TEXT:

Example of Cuba for the unpolitical
During the last 300 years of human history, one small class of owners have been buying up all the labor from all the workers of the world. They buy this labor through wages, which the worker takes in exchange for so many hours and years of work. And when we work, they make money.
The truth of the matter is that our work is the source of everything man-made thing on this beautiful green planet. That is obvious enough. If we want to change trees, minerals, and soil into houses, roads, and food, we have to work. The sorry part is that while all of us are working, theres just a few-–the bosses—who don’t work but get all the money.
Thats why you can see a homeless man on the same street as a Bentley. Thats why you can spend your whole life working, your body taking the wear and tear, and retire without a dime. Thats why so many good strong persons who work hard for their families and futures struggle to survive.
There’s a big secret the bosses don’t want us to know: if we all get together we can transform this whole world so that it serves our needs. We do all the work, and we know the best way to do things. And since we do all the work, we deserve to be in charge! I’ll tell you what: the rule of the bosses is held up by a string. That string is the widespread belief that us workers need those bosses to survive. But the opposite is true. They need us. We do the work, we make everything go. We are the beating heart of the economy. And we can make it our economy if we all work together.
Now getting everyone together ain’t easy. We’ve been trying real hard for a long time now, and we’ve made a lot of progress. But the bosses are smart too: they’ve set up a whole system of police and courts and prisons to keep us in line. What they fear is that enough of us get together and work together all at once. We’ve got safety in numbers, and if we look out for each other and act to defend each other, they can’t get any of us.
Is is possible to win?
Yes. We’ve done it three times before, all within the last 100 years. Each time, all the people who work in society—factory hands, retail workers, mothers, farmers, students, doctors, and all the other people who work rather than own—all got together and changed their government and society so that the welfare of human beings is the first priority of society. The workers controlled the government, and re-molded society in their own image. I’ll tell you a story about one of those three examples.

TASKS TO PERFORM:
A) List the kinds of people that the text names as those who work rather than own.
B) According to the text, how many times have working people won before, and within what span of time?

ENTRIES SHOWN:
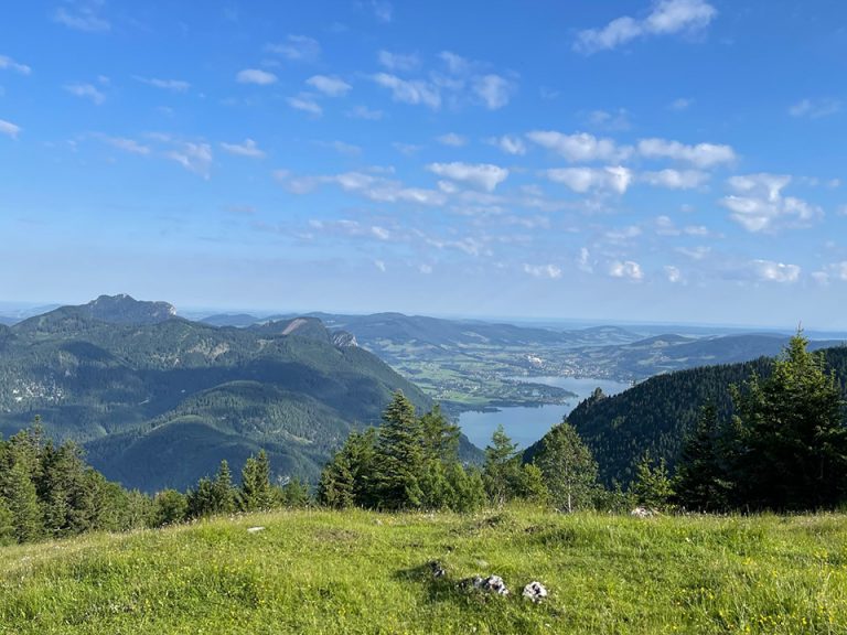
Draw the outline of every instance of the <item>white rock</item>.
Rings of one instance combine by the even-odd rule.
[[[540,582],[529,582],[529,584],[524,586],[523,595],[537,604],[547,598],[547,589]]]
==
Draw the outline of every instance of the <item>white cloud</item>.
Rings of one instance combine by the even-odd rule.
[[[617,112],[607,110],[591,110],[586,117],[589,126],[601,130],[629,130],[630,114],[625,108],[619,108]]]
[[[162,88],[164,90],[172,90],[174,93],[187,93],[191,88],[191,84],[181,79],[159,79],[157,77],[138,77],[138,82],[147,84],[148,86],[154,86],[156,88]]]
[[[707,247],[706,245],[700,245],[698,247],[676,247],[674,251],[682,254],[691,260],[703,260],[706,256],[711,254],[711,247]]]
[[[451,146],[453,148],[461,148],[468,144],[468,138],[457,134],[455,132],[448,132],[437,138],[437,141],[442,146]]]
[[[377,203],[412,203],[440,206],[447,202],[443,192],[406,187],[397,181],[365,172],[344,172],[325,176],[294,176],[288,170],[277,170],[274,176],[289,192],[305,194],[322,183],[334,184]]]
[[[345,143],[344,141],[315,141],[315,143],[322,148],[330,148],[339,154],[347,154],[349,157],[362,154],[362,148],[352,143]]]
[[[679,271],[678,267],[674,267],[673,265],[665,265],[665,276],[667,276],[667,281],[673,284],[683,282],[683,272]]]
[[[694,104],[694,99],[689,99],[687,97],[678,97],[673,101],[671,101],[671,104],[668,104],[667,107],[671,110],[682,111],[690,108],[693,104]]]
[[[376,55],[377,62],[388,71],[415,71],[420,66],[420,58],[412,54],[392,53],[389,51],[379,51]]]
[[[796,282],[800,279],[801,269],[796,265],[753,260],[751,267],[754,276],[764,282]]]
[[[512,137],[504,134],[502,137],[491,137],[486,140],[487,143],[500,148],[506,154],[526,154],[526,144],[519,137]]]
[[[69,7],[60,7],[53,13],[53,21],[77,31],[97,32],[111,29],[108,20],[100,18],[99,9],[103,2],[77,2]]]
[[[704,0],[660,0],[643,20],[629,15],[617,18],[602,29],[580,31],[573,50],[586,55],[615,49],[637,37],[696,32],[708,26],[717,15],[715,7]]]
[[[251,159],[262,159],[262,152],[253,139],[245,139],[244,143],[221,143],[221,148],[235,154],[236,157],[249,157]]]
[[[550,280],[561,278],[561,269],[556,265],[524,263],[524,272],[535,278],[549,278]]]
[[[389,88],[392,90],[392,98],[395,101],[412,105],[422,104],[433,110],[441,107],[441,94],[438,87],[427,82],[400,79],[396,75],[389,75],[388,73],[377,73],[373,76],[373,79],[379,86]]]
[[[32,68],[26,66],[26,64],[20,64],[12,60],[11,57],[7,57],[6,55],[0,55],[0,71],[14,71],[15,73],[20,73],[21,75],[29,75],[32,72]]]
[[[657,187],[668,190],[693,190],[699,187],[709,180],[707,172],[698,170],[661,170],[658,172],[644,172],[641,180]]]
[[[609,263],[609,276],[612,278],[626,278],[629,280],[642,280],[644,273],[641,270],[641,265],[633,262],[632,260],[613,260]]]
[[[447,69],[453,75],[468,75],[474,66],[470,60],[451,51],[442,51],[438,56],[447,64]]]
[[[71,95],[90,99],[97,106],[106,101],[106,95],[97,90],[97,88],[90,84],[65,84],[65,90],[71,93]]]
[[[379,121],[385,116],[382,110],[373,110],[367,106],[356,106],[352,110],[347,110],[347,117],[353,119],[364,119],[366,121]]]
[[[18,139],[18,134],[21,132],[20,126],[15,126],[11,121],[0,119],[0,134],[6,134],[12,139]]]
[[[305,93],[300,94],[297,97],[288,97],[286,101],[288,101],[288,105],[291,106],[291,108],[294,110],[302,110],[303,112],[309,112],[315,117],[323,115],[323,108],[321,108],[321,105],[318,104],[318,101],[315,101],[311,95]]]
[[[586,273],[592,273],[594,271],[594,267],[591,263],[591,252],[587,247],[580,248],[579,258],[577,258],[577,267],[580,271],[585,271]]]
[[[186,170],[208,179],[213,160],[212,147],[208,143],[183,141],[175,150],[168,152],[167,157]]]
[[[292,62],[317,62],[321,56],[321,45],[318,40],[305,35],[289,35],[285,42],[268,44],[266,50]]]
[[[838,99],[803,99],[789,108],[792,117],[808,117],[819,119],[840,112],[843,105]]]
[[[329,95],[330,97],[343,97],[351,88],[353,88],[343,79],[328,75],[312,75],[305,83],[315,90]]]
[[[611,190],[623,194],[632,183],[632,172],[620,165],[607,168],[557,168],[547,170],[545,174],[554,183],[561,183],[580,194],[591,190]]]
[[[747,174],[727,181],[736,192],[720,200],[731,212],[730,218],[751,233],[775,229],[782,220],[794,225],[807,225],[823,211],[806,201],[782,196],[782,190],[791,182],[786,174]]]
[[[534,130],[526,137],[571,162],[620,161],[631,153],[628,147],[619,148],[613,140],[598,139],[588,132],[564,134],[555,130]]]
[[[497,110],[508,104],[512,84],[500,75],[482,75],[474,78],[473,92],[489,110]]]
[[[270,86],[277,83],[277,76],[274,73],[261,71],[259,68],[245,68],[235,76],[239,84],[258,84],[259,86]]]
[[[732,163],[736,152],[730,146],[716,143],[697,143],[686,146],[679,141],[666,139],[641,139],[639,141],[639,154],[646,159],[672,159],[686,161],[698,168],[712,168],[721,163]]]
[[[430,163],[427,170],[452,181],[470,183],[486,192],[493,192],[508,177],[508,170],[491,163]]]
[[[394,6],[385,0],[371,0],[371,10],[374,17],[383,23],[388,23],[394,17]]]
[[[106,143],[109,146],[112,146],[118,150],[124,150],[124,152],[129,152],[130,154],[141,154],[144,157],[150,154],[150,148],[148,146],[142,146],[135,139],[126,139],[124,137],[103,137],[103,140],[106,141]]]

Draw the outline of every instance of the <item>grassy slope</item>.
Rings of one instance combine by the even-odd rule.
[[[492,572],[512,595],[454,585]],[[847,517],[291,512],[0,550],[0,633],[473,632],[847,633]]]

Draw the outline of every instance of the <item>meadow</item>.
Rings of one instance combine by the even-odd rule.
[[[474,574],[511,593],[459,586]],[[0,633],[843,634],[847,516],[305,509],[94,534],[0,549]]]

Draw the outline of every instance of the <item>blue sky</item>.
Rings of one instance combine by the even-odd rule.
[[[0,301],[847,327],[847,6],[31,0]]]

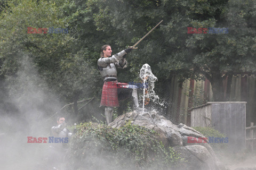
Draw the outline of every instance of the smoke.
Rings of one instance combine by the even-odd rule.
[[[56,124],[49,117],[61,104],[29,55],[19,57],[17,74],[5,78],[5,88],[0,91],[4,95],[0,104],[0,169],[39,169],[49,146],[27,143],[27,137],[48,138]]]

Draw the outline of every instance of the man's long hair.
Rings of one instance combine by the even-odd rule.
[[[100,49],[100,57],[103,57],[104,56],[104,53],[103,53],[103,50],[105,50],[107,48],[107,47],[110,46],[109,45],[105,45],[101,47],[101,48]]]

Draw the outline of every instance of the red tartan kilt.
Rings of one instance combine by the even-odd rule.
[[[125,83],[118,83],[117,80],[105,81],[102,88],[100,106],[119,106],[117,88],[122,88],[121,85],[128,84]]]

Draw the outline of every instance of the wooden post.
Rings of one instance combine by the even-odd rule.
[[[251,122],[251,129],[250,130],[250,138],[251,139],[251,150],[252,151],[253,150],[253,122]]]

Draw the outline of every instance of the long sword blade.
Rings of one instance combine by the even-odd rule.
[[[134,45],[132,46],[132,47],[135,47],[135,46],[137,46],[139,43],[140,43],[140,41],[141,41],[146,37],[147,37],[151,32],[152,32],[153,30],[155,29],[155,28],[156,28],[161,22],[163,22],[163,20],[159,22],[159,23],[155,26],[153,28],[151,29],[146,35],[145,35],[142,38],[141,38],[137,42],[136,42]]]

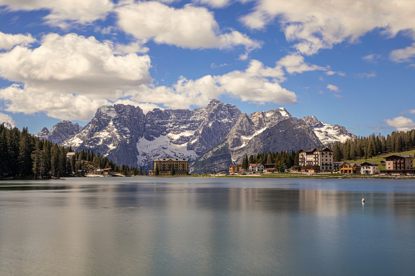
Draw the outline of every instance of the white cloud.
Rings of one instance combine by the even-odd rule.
--
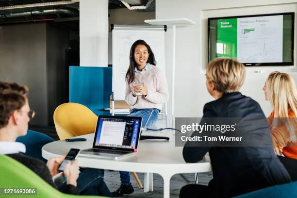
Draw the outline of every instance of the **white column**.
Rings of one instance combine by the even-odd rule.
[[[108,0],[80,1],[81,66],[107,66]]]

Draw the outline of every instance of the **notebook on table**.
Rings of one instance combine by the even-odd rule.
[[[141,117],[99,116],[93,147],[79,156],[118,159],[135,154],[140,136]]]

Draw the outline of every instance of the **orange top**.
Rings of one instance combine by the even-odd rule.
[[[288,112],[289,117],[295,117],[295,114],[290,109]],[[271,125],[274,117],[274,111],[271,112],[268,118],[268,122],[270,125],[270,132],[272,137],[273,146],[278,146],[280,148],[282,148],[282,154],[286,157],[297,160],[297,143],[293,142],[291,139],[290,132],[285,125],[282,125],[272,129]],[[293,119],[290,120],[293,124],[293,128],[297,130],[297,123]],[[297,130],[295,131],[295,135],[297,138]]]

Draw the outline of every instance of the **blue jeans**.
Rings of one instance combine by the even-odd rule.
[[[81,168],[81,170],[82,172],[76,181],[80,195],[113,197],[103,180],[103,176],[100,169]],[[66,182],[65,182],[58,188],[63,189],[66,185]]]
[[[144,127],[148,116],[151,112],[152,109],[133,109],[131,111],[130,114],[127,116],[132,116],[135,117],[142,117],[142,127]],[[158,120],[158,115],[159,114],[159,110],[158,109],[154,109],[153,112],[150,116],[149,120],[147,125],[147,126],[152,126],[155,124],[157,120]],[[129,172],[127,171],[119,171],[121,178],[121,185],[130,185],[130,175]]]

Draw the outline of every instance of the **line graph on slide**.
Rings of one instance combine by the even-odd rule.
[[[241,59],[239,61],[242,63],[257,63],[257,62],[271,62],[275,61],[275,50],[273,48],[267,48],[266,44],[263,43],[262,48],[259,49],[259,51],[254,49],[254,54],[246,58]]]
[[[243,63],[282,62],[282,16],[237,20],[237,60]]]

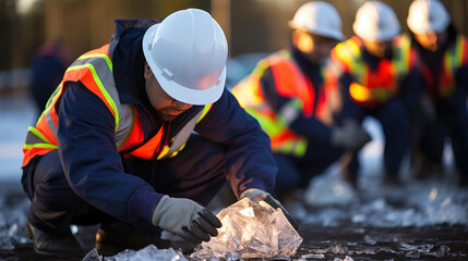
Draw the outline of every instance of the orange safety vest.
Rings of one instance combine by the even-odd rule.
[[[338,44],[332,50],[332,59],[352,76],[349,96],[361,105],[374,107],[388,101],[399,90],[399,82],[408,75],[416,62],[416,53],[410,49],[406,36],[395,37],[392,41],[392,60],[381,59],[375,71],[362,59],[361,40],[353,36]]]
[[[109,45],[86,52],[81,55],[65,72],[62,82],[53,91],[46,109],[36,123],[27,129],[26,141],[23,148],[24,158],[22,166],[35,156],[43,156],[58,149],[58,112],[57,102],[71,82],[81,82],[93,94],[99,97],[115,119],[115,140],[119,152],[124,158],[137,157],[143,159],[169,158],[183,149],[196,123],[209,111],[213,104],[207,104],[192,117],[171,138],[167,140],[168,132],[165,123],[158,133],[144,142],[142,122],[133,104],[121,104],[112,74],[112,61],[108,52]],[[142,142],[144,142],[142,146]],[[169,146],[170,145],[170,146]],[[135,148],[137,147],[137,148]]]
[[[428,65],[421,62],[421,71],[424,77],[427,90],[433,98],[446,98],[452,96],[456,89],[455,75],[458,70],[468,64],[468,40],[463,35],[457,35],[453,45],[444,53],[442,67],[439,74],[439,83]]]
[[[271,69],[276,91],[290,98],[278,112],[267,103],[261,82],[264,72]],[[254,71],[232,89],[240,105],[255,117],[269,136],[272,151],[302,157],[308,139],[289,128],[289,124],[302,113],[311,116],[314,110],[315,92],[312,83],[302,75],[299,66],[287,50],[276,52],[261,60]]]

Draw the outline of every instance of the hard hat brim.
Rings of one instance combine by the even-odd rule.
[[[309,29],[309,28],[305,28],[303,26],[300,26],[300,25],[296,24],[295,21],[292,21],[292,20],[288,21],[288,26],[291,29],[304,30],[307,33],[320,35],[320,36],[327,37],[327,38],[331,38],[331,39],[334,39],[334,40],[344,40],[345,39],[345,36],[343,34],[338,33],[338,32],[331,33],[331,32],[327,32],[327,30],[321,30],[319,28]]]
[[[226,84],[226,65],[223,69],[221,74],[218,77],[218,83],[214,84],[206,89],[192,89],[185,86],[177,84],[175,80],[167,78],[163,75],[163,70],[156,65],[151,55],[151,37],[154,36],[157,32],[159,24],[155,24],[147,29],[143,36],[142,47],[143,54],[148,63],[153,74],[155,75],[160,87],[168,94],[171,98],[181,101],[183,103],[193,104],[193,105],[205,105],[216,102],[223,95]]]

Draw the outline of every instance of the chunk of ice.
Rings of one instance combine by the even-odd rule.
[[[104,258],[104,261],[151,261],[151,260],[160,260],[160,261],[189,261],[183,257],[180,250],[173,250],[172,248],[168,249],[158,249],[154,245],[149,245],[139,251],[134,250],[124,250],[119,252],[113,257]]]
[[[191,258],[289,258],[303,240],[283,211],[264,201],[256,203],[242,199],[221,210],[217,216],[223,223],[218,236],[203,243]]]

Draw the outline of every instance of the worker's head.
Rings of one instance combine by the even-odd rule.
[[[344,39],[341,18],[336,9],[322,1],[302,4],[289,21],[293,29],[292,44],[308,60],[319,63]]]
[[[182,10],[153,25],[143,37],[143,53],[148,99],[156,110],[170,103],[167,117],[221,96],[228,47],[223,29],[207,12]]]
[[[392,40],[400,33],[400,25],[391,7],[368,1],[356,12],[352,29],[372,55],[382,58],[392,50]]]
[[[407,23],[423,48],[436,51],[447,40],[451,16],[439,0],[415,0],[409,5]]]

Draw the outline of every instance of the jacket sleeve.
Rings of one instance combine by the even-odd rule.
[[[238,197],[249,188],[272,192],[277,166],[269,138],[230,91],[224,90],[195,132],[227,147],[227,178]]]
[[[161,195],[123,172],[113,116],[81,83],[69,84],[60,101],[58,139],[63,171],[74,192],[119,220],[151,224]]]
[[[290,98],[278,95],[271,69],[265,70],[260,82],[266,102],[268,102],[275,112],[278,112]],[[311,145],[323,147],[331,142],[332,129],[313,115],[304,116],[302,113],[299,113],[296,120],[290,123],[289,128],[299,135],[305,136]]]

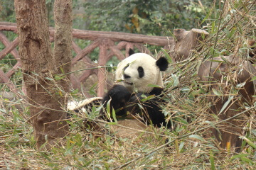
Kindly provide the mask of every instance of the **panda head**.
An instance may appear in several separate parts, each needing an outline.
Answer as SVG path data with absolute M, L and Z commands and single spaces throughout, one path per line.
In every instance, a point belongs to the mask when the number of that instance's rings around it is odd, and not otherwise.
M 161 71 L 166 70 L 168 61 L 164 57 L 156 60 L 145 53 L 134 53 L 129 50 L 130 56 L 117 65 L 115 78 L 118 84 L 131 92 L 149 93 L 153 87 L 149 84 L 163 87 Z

ANSWERS FOR EACH ITEM:
A) Factory hands, retail workers, mothers, farmers, students, doctors

B) Three times, all within the last 100 years.